[Items from a data source]

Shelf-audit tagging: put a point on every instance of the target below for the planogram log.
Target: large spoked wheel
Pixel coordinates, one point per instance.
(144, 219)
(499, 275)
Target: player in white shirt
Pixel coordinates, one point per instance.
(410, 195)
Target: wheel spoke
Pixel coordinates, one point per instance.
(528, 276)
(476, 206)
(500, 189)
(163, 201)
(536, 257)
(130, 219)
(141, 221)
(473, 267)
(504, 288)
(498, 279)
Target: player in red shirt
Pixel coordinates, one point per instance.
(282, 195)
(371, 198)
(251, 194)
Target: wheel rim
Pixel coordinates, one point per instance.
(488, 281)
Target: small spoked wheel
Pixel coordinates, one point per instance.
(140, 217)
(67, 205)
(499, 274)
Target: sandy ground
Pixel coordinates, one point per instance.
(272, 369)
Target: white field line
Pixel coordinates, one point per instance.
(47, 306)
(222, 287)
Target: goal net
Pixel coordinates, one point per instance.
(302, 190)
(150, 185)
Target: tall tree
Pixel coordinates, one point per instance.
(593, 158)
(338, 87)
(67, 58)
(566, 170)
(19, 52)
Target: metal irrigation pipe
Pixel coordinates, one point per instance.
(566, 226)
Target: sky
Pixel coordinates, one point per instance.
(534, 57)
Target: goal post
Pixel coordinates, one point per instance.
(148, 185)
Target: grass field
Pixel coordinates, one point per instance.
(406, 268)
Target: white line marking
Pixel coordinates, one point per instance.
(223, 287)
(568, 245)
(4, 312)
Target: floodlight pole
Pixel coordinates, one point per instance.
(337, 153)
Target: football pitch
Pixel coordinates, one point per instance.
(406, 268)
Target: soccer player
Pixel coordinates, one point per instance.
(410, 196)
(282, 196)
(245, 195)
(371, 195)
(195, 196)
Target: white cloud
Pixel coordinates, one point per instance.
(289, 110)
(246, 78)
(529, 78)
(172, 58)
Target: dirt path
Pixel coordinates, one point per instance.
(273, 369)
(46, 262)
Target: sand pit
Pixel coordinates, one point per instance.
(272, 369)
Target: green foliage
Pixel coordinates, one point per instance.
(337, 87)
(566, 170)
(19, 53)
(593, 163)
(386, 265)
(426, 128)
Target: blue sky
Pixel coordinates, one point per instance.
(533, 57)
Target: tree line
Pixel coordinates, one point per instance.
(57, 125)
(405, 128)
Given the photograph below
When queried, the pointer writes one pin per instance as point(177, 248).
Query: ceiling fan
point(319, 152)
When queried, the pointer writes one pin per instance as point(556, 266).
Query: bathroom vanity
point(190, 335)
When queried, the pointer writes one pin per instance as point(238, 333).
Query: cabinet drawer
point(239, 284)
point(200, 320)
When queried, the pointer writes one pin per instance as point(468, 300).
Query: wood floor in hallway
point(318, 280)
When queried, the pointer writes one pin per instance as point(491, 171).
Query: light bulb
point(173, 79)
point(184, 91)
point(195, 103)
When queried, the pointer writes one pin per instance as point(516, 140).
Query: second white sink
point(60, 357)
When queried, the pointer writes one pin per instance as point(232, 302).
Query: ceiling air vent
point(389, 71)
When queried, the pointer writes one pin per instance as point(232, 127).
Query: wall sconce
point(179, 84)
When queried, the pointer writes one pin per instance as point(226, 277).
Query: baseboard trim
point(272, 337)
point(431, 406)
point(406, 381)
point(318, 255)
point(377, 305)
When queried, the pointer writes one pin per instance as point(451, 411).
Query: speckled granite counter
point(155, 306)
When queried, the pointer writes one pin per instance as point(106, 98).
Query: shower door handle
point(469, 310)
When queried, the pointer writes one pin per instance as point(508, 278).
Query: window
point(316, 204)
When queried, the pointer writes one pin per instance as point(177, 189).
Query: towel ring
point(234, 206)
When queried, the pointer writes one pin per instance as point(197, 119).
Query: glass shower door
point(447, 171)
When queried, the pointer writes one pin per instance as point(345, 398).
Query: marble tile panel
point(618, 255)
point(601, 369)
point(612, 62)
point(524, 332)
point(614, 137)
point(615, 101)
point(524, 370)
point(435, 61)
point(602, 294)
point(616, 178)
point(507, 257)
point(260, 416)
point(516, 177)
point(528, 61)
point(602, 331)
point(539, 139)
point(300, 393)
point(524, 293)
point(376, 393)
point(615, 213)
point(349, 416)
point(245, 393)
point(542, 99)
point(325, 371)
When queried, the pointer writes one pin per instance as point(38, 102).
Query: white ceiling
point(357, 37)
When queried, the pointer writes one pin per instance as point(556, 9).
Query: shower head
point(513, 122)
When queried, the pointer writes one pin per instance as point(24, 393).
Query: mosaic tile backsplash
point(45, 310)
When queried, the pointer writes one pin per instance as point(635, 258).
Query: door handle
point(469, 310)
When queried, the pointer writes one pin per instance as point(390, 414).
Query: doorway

- [Work to do]: Swap "per instance" for "for each instance" throughout the material above. Give back all of its lines with nothing else changed.

- [Solution to this task]:
Shelf-audit tagging: put a point on every instance of the target below for the planogram log.
Target: large spoked wheel
Pixel coordinates, one point for each instance.
(144, 219)
(499, 275)
Target: player in white shirt
Pixel coordinates, one point for each instance.
(410, 195)
Target: wheel spoke
Pixel coordinates, one point for each instance.
(528, 276)
(476, 206)
(500, 189)
(163, 201)
(536, 257)
(130, 219)
(141, 221)
(473, 267)
(504, 288)
(498, 279)
Target: player in red shirt
Pixel coordinates, one point for each instance.
(282, 195)
(371, 198)
(251, 194)
Target: wheel rim
Pixel coordinates, one point for each instance.
(488, 281)
Target: small spoked wheel
Pixel coordinates, one point for each instance.
(140, 217)
(67, 205)
(499, 274)
Target: sandy ground
Pixel coordinates, one point for each instance.
(272, 369)
Target: white field line
Pixel coordinates, one point for each instance.
(47, 306)
(222, 287)
Target: goal net
Pixel coordinates, one point for each instance.
(302, 190)
(150, 185)
Target: tall tree
Pixel coordinates, one point for each instance.
(593, 158)
(338, 87)
(67, 58)
(566, 170)
(19, 52)
Target: metal irrigation pipe
Pixel coordinates, one point for each instance.
(566, 226)
Target: sky
Pixel coordinates, one point for each instance.
(534, 57)
Target: goal post
Pixel coordinates, one point for each instance.
(148, 185)
Target: grass field
Pixel coordinates, one point for each instance.
(406, 268)
Target: white line marking
Pixel coordinates, one point for each instance.
(223, 287)
(568, 245)
(4, 312)
Target: floodlight pole
Pixel coordinates, one point for each instance.
(337, 153)
Target: football pitch
Pixel coordinates, one point for each instance.
(406, 268)
Target: soccer player
Pixel coordinates, one point for each instance.
(410, 196)
(282, 196)
(245, 195)
(371, 195)
(195, 196)
Target: white cloud
Pixel coordinates, one point for each instance.
(289, 110)
(246, 78)
(529, 78)
(172, 58)
Target: dirt path
Pixel coordinates, one point for each instance.
(273, 369)
(46, 262)
Target: sand pit
Pixel coordinates, one point for each instance.
(272, 369)
Target: green foliage
Pixel coordinates, one point for each instance.
(337, 87)
(566, 170)
(19, 53)
(593, 163)
(386, 265)
(426, 128)
Target: blue sky
Pixel coordinates, one point for each instance.
(533, 57)
Target: tree line
Pixel coordinates, one point for each instance.
(57, 125)
(405, 128)
Given the photograph below
When queried, the pointer writes one pin for each instance as point(177, 248).
Query: ceiling fan
point(319, 152)
When queried, the pointer writes one pin for each instance as point(556, 266).
Query: bathroom vanity
point(190, 335)
When queried, the pointer writes one pin for each instance as point(238, 333).
Query: cabinet drawer
point(239, 284)
point(200, 320)
When queried, the pointer writes one pin for each instance as point(468, 300).
Query: wood floor in hallway
point(318, 280)
When queried, the pointer writes one pin for each instance as point(491, 171).
Query: light bulb
point(173, 79)
point(184, 91)
point(195, 103)
When queried, the pointer writes one pin for each instance as point(516, 140).
Query: second white sink
point(60, 357)
When queried, the pointer writes one pin for each instance as point(232, 302).
Query: ceiling air vent
point(389, 71)
When queried, the pointer writes one pin for each instance as point(232, 127).
Query: wall sconce
point(179, 84)
When queried, the pointer writes one pin for each instance as point(226, 277).
Query: baseboard trim
point(272, 337)
point(431, 406)
point(406, 381)
point(318, 255)
point(377, 305)
When queried, the pointer writes one pin for each instance as point(451, 411).
Query: speckled granite counter
point(155, 306)
When queried, the pointer writes one pin for each instance as point(106, 98).
Query: shower door handle
point(469, 310)
When queried, the pointer writes one pin for each instance as point(508, 278).
Query: window
point(316, 204)
When queried, the pointer writes one pin for each instance as point(177, 189).
Query: towel ring
point(234, 206)
When queried, the pointer writes one pin for each instance as point(197, 119).
Query: glass shower door
point(447, 171)
When queried, the pointer writes one pin for each instance as point(345, 398).
Query: marble tile panel
point(618, 255)
point(601, 369)
point(612, 62)
point(524, 332)
point(614, 137)
point(615, 101)
point(524, 370)
point(435, 61)
point(602, 294)
point(616, 178)
point(507, 257)
point(260, 416)
point(516, 177)
point(528, 61)
point(602, 331)
point(539, 139)
point(300, 393)
point(524, 293)
point(376, 393)
point(615, 213)
point(349, 416)
point(245, 393)
point(542, 99)
point(325, 371)
When queried, the pointer writes one pin for each instance as point(38, 102).
Query: white ceiling
point(357, 37)
When queried, the pointer writes one pin for each instance as point(556, 9).
Query: shower head
point(513, 122)
When queried, the pointer writes one pin for each instance as point(24, 393).
Query: mosaic tile backsplash
point(45, 310)
When queried, the pointer writes one pin for each instance as point(635, 258).
Query: door handle
point(469, 310)
When queried, the pointer writes one pin for each instance as point(390, 414).
Query: doorway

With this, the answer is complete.